» Problem to solve
Output each record below exactly as it stands, leaving out the pictures.

+++ Records for this exercise

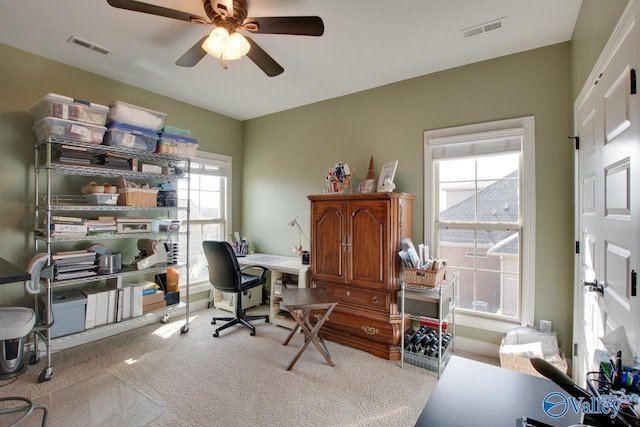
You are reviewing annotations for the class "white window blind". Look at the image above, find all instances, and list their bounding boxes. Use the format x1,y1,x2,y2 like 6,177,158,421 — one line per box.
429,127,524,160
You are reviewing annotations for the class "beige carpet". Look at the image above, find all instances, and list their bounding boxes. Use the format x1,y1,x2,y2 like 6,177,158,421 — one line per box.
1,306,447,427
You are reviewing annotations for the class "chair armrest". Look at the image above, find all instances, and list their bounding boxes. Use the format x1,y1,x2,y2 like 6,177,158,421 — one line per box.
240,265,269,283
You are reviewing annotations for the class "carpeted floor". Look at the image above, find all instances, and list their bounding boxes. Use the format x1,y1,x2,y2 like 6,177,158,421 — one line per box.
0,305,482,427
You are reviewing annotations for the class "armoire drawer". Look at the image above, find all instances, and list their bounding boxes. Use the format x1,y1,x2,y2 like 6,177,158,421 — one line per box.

++++++

» Task output
You are reviewing annotations for the class "white window blind". Look at the image above, find all instances, and list their bounding boxes. Use the format x1,y1,x2,y2 like 6,177,158,421 — one line per box.
429,127,524,160
You are reviewing annotations for the class "beige carpet". Look at the image above, find all instances, and list their bounding boxes. Use the format x1,y1,x2,y2 like 6,177,158,421 — one line per box.
1,306,447,427
You are reviewing annotations for the class "chair armrest". Look at the image above, find all instances, and list their bounding boxes. Use the format x1,y1,x2,y2 like 6,177,158,421 — one line per box.
240,265,269,283
You are reviewing annotations for the class "carpeted floor". Look at the image above, find all instances, and list their bounding boxes. Use the format x1,y1,x2,y2 like 6,177,158,421 — one line per box.
0,305,482,427
You are reviewing annotations for the class "armoire drawer". Look at the image above, find all instances, and list their bounding boxes. Use the format x1,y1,x2,y2 like 6,177,158,421 — one line per box.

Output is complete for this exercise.